Perfect. That's all very helpful. And thank you for your time today. Really appreciate it.

Operator

Chris Baker, Evercore ISI.

Chris Baker

Yes, good morning. I guess first question, just wanted to touch on something you mentioned in the prepared remarks around Bakken weather. Can you maybe just frame up how many days and then maybe kind of to the extent possible connect that to where first quarter volumes could shake out. I understand the guide for the full year is unchanged and it's sort of a temporary impact. But just curious in terms of the trajectory near term? Any help there?

Bob Gerrity

Yes, sure. I mean, I think there were a lot of articles that came out obviously, from from our standpoint as a non-operated working interest owner, we're not out in the field, but we do get some dailies and certainly the weather impact was on seven to 10 days up there pretty substantial. We saw some reports where well more than 50% of production was off-line. So we've made our estimates for a for that month of January, and there's a significantly lower lower than what we saw in December from a guidance standpoint, I think we still believe the first quarter will be in the range of the lower end of our guidance plus or minus on, which is why when we look at everything as a whole, we decided to keep our guidance.
************
Answer these about the call transcript, briefly:
(a) Which firm is Chris Baker with?
(b) For how many days did the weather hurt production, according to Bob Gerrity?
(c) What share of production did some reports say was off-line?

| DATA PROVIDED |
************
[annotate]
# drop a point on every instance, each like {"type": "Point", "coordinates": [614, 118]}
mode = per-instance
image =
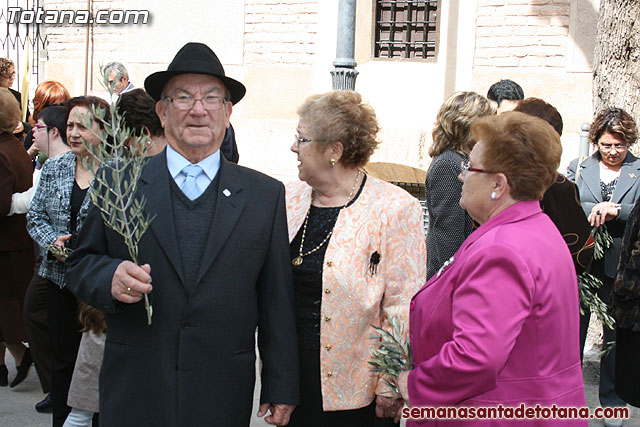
************
| THE SOLUTION |
(a) Evercore ISI
(b) Seven to 10 days
(c) Well more than 50%